» **GOAL OF THE EXERCISE**: Convert the rows below into a numbered list with one line per item, skipping any blank lines. Leave the pictures out of your answer.

Segmentation mask data:
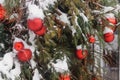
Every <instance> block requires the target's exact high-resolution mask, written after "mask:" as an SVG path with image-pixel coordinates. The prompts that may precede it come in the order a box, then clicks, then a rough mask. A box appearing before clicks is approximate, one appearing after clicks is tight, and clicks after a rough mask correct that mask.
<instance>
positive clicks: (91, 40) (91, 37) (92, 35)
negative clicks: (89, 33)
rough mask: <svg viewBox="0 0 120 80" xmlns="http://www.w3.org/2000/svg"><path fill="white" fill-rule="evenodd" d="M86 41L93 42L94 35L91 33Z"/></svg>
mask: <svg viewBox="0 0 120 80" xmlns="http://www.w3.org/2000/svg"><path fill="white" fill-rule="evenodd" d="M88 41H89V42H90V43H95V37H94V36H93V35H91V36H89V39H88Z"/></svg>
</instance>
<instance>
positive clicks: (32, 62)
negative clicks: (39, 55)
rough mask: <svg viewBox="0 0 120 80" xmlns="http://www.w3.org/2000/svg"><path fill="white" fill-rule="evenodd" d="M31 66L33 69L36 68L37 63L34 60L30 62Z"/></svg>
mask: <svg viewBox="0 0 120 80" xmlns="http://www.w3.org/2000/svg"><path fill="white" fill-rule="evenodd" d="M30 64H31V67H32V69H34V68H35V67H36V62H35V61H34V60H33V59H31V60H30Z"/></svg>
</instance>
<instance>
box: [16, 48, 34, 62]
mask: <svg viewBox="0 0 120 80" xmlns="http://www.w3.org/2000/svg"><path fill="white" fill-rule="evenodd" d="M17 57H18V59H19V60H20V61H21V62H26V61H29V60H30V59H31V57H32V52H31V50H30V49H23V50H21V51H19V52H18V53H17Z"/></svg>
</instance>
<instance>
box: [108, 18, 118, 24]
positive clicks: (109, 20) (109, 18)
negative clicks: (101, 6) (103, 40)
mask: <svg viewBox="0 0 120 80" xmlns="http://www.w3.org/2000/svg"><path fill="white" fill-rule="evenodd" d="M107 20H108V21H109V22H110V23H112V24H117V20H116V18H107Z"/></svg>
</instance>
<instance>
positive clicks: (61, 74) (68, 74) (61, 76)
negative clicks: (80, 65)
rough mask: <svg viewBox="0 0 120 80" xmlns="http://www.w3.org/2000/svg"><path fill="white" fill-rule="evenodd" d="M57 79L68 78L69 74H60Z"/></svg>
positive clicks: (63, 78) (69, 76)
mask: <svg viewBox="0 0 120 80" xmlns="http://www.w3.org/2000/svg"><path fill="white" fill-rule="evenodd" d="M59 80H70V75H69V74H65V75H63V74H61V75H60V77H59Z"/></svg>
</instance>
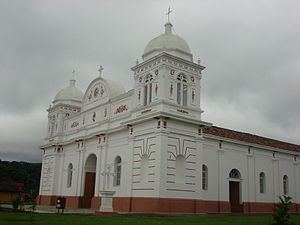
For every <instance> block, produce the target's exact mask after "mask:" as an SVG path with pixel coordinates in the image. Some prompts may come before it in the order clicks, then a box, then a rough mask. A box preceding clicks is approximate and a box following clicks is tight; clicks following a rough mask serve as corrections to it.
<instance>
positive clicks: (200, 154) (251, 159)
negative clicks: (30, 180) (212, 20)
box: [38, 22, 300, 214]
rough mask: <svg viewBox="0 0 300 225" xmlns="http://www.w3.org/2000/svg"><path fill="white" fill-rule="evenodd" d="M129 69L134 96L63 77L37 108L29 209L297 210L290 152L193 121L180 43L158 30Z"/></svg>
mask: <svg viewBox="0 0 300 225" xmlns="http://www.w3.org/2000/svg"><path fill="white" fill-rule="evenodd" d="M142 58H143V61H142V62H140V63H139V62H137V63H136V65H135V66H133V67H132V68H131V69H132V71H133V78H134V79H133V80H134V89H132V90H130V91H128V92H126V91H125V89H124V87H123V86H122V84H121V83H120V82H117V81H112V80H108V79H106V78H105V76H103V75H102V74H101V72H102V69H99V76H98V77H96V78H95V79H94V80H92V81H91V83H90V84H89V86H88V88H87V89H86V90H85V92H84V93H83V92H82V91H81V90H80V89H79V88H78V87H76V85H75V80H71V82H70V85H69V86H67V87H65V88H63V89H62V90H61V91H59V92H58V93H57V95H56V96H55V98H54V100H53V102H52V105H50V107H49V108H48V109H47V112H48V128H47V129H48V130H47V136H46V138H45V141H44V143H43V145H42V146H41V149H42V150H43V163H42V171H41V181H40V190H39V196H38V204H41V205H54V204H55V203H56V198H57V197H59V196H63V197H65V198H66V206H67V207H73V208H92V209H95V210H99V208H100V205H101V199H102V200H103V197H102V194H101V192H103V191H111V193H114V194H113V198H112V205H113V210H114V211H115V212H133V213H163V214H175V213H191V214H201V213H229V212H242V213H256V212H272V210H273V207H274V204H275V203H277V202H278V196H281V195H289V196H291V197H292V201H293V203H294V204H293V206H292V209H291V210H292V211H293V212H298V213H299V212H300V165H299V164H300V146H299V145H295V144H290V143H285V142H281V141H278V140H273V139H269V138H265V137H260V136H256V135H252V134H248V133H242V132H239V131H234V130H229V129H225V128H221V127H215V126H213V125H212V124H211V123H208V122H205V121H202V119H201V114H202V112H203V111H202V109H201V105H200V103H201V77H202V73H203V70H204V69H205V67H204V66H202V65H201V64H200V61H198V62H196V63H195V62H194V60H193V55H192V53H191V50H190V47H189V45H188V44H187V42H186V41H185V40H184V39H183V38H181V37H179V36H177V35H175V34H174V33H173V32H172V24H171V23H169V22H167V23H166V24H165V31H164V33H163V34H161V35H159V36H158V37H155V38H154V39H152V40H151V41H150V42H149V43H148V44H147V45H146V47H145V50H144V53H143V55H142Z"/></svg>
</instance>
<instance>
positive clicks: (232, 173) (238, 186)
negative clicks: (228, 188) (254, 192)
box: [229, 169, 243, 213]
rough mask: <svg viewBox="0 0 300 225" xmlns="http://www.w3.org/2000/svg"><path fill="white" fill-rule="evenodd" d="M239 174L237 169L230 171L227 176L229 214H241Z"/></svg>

» **WRITTEN SOLUTION**:
1. Every <instance> block requires the target's exact high-resolution mask, written after "mask:" as an SVG path with image-pixel coordinates. The prompts that may precede it come in the order a box, then clicks, then a rough mask. A box appearing before clicks is approximate, one appearing after clicks is tight, and clicks after a rough mask correct that mask.
2. <instance>
3. positive clicks: (91, 40) (91, 37) (92, 35)
4. negative clicks: (89, 33)
5. rough mask: <svg viewBox="0 0 120 80" xmlns="http://www.w3.org/2000/svg"><path fill="white" fill-rule="evenodd" d="M86 41L93 42L94 35L91 33Z"/></svg>
6. mask: <svg viewBox="0 0 120 80" xmlns="http://www.w3.org/2000/svg"><path fill="white" fill-rule="evenodd" d="M88 41H89V42H90V43H95V37H94V36H93V35H91V36H89V39H88Z"/></svg>
7. </instance>
8. <instance>
9. positive clicks: (32, 62)
10. negative clicks: (39, 55)
11. rough mask: <svg viewBox="0 0 120 80" xmlns="http://www.w3.org/2000/svg"><path fill="white" fill-rule="evenodd" d="M31 66L33 69L36 68L37 63L34 60L30 62Z"/></svg>
12. mask: <svg viewBox="0 0 120 80" xmlns="http://www.w3.org/2000/svg"><path fill="white" fill-rule="evenodd" d="M30 64H31V67H32V69H34V68H35V67H36V62H35V61H34V60H33V59H31V60H30Z"/></svg>
13. </instance>
14. <instance>
15. box: [16, 48, 34, 62]
16. mask: <svg viewBox="0 0 120 80" xmlns="http://www.w3.org/2000/svg"><path fill="white" fill-rule="evenodd" d="M17 57H18V59H19V60H20V61H21V62H26V61H29V60H30V59H31V57H32V52H31V50H30V49H23V50H21V51H19V52H18V53H17Z"/></svg>
17. </instance>
18. <instance>
19. box: [108, 18, 118, 24]
20. positive clicks: (109, 20) (109, 18)
21. negative clicks: (101, 6) (103, 40)
22. mask: <svg viewBox="0 0 120 80" xmlns="http://www.w3.org/2000/svg"><path fill="white" fill-rule="evenodd" d="M107 20H108V21H109V22H110V23H112V24H117V20H116V18H107Z"/></svg>
23. </instance>
24. <instance>
25. positive clicks: (61, 74) (68, 74) (61, 76)
26. negative clicks: (80, 65)
27. rough mask: <svg viewBox="0 0 120 80" xmlns="http://www.w3.org/2000/svg"><path fill="white" fill-rule="evenodd" d="M57 79L68 78L69 74H60Z"/></svg>
28. positive clicks: (63, 78) (69, 76)
29. mask: <svg viewBox="0 0 120 80" xmlns="http://www.w3.org/2000/svg"><path fill="white" fill-rule="evenodd" d="M59 80H70V75H69V74H65V75H63V74H61V75H60V77H59Z"/></svg>
30. </instance>
31. For every <instance> block, produce the target's exact mask after "mask:" as an SVG path with pixel coordinates in the image. Some prompts may come before it in the order clicks, then a box, then a rough mask. A box preceding clicks is approximate and a box following clicks is tight; clicks following a rough mask serve as corrections to it.
32. <instance>
33. positive clicks: (200, 154) (251, 159)
34. negative clicks: (30, 180) (212, 20)
35. box: [38, 22, 300, 214]
36. rough mask: <svg viewBox="0 0 300 225" xmlns="http://www.w3.org/2000/svg"><path fill="white" fill-rule="evenodd" d="M129 69L134 96L63 77L37 108L29 209L297 210L290 152L193 121L180 43L158 30Z"/></svg>
37. mask: <svg viewBox="0 0 300 225" xmlns="http://www.w3.org/2000/svg"><path fill="white" fill-rule="evenodd" d="M142 58H143V61H142V62H140V63H139V62H137V63H136V65H135V66H133V67H132V68H131V69H132V71H133V78H134V79H133V80H134V89H132V90H130V91H128V92H126V91H125V89H124V87H123V86H122V84H121V83H120V82H117V81H112V80H108V79H106V78H105V76H103V75H102V74H101V72H102V69H99V76H98V77H96V78H95V79H94V80H92V81H91V83H90V84H89V86H88V88H87V89H86V90H85V92H84V93H83V92H82V91H81V90H80V89H79V88H78V87H76V85H75V80H71V82H70V85H69V86H67V87H65V88H63V89H62V90H61V91H59V92H58V93H57V95H56V96H55V98H54V100H53V102H52V105H50V107H49V108H48V109H47V112H48V128H47V129H48V130H47V136H46V138H45V141H44V143H43V145H42V146H41V149H42V150H43V163H42V171H41V181H40V190H39V196H38V204H41V205H54V204H55V203H56V198H57V197H59V196H63V197H65V198H66V206H67V207H73V208H92V209H95V210H99V208H100V205H101V199H102V200H103V197H102V194H101V192H103V191H111V193H114V194H113V198H112V205H113V210H114V211H115V212H133V213H163V214H175V213H191V214H201V213H229V212H242V213H256V212H272V210H273V207H274V204H275V203H277V202H278V196H281V195H289V196H291V197H292V201H293V203H294V204H293V206H292V209H291V210H292V211H293V212H298V213H299V212H300V165H299V164H300V146H299V145H295V144H290V143H285V142H281V141H278V140H273V139H269V138H265V137H260V136H256V135H252V134H248V133H242V132H239V131H234V130H229V129H225V128H221V127H215V126H213V125H212V124H211V123H208V122H205V121H202V119H201V114H202V112H203V111H202V109H201V105H200V103H201V77H202V73H203V70H204V69H205V67H204V66H202V65H201V64H200V61H198V62H196V63H195V62H194V60H193V55H192V53H191V50H190V47H189V45H188V44H187V42H186V41H185V40H184V39H183V38H181V37H179V36H177V35H175V34H174V33H173V32H172V24H171V23H169V22H167V23H166V24H165V31H164V33H163V34H161V35H159V36H158V37H155V38H154V39H152V40H151V41H150V42H149V43H148V44H147V45H146V47H145V50H144V53H143V55H142Z"/></svg>
38. </instance>
39. <instance>
40. positive clicks: (232, 173) (238, 186)
41. negative clicks: (228, 188) (254, 192)
42. box: [229, 169, 243, 213]
43. rough mask: <svg viewBox="0 0 300 225" xmlns="http://www.w3.org/2000/svg"><path fill="white" fill-rule="evenodd" d="M239 174L237 169L230 171L227 176L229 214H241Z"/></svg>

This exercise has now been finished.